EXERCISE PROMPT: Can you recast every row below as a JSON list of strings, one string per line, with blank lines dropped and the pictures left out?

LISTED ENTRIES:
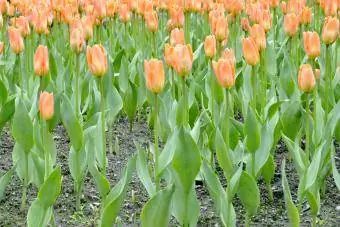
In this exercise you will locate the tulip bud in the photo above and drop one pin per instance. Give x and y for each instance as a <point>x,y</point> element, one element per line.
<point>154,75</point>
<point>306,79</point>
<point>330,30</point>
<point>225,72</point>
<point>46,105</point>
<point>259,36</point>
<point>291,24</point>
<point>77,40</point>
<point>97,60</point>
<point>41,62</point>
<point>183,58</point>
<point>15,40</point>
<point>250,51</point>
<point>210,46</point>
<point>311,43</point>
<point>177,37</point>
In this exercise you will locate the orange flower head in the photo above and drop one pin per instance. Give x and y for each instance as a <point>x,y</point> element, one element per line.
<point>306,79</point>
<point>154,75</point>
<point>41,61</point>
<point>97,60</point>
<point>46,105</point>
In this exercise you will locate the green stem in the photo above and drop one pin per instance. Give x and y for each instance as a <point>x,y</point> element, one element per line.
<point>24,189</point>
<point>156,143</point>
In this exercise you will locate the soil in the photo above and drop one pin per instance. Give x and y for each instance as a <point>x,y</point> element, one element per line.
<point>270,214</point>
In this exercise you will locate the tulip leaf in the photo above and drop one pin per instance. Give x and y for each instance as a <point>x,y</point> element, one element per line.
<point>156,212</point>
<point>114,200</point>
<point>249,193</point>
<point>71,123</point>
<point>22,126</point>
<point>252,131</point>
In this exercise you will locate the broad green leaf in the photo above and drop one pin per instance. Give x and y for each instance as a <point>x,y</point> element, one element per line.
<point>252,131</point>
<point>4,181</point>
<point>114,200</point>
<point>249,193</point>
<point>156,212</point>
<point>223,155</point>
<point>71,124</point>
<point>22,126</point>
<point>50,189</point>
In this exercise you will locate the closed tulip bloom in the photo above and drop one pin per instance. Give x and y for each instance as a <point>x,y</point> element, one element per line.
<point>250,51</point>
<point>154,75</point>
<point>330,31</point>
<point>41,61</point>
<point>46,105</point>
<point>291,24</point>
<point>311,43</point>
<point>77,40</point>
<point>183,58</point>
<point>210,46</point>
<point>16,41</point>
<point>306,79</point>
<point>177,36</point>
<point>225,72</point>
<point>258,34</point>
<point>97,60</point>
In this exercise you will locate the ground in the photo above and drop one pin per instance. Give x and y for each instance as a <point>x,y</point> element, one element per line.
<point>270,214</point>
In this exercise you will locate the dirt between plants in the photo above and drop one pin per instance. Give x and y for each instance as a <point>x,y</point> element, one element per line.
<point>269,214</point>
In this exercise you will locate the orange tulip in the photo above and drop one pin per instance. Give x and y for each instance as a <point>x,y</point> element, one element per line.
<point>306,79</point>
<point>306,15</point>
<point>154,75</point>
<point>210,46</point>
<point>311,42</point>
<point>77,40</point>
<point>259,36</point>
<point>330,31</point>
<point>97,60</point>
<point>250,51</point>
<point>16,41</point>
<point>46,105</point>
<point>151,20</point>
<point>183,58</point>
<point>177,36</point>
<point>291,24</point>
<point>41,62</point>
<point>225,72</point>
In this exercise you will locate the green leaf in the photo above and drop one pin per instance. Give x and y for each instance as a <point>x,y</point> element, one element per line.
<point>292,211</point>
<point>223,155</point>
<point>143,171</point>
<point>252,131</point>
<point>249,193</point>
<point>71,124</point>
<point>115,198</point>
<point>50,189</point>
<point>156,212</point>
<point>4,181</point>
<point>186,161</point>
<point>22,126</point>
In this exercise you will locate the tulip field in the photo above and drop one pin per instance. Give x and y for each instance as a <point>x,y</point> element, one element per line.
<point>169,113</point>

SOLVED PROBLEM:
[
  "In this exercise you will locate the tulip bud in the photo above and drop one pin per instance. Give x and y for each instance as a <point>x,y</point> element, one element per line.",
  "<point>154,75</point>",
  "<point>306,79</point>",
  "<point>330,30</point>",
  "<point>225,72</point>",
  "<point>46,105</point>",
  "<point>259,36</point>",
  "<point>291,24</point>",
  "<point>77,40</point>",
  "<point>97,60</point>",
  "<point>41,62</point>",
  "<point>183,58</point>",
  "<point>15,40</point>",
  "<point>250,51</point>",
  "<point>210,46</point>",
  "<point>311,43</point>",
  "<point>177,37</point>",
  "In this exercise you will locate the orange flower head in the photo above and drop one pin per instance. Give x and y for each instance as a <point>x,y</point> element, one element per line.",
  "<point>306,79</point>",
  "<point>154,75</point>",
  "<point>41,61</point>",
  "<point>97,60</point>",
  "<point>46,105</point>",
  "In this exercise you will locate the green stem in the photo above and drop one pin per instance. Give x and y for each instance as a <point>x,y</point> element, one element per line.",
  "<point>24,189</point>",
  "<point>156,143</point>",
  "In this exercise you will locate the soil in the photo above and drop one pin per instance. Give x and y for each instance as a <point>x,y</point> element, one element per line.",
  "<point>270,214</point>",
  "In this exercise you will locate the tulip leaf in the photo above and drop one pin per instance. Give x and y for each instance as a <point>x,y</point> element, one element per line.",
  "<point>156,212</point>",
  "<point>114,200</point>",
  "<point>249,193</point>",
  "<point>71,123</point>",
  "<point>22,126</point>",
  "<point>252,131</point>",
  "In this exercise you will locate the broad green leaf in the photo above and drop one pin per instance. Give x and y for each instance as a <point>x,y</point> element, one element per line.",
  "<point>252,131</point>",
  "<point>4,181</point>",
  "<point>114,200</point>",
  "<point>249,193</point>",
  "<point>156,212</point>",
  "<point>223,155</point>",
  "<point>71,124</point>",
  "<point>22,126</point>",
  "<point>50,189</point>",
  "In this exercise you will locate the closed tulip bloom in the photo above and drop one pin per instance. Give x and y for each instance as a <point>x,y</point> element, one element per line.",
  "<point>250,51</point>",
  "<point>154,75</point>",
  "<point>330,31</point>",
  "<point>41,61</point>",
  "<point>46,105</point>",
  "<point>291,24</point>",
  "<point>311,43</point>",
  "<point>77,40</point>",
  "<point>183,58</point>",
  "<point>210,46</point>",
  "<point>16,41</point>",
  "<point>306,79</point>",
  "<point>177,36</point>",
  "<point>225,72</point>",
  "<point>258,34</point>",
  "<point>97,60</point>",
  "In this exercise you will locate the ground in the photo above and drop one pin per instance. Give x and y for each instance as a <point>x,y</point> element, one element per line.",
  "<point>270,214</point>",
  "In this exercise you will locate the dirt between plants in the photo above and drop one pin per instance. Give x and y for each instance as a <point>x,y</point> element, one element per line.",
  "<point>269,214</point>",
  "In this exercise you will locate the orange tulip in the photo above and drop one pin per instance. Give x and y for each instance as a <point>x,y</point> element, one element per line.",
  "<point>306,79</point>",
  "<point>306,15</point>",
  "<point>154,75</point>",
  "<point>210,46</point>",
  "<point>311,42</point>",
  "<point>77,40</point>",
  "<point>259,36</point>",
  "<point>330,31</point>",
  "<point>97,60</point>",
  "<point>250,51</point>",
  "<point>16,41</point>",
  "<point>46,105</point>",
  "<point>151,20</point>",
  "<point>183,58</point>",
  "<point>177,36</point>",
  "<point>291,24</point>",
  "<point>41,62</point>",
  "<point>225,72</point>",
  "In this exercise you will locate the green leaf in the photo above and drop one pin per instance. Give x and y for each instance as a <point>x,y</point> element, one element per line.",
  "<point>292,211</point>",
  "<point>223,155</point>",
  "<point>143,171</point>",
  "<point>252,131</point>",
  "<point>249,193</point>",
  "<point>71,124</point>",
  "<point>115,198</point>",
  "<point>50,189</point>",
  "<point>156,212</point>",
  "<point>4,181</point>",
  "<point>186,161</point>",
  "<point>22,126</point>",
  "In this exercise you will locate the tulip field in the photo above and drop one pin per instance. Give x and y for each instance as a <point>x,y</point> element, one element per line.",
  "<point>169,113</point>"
]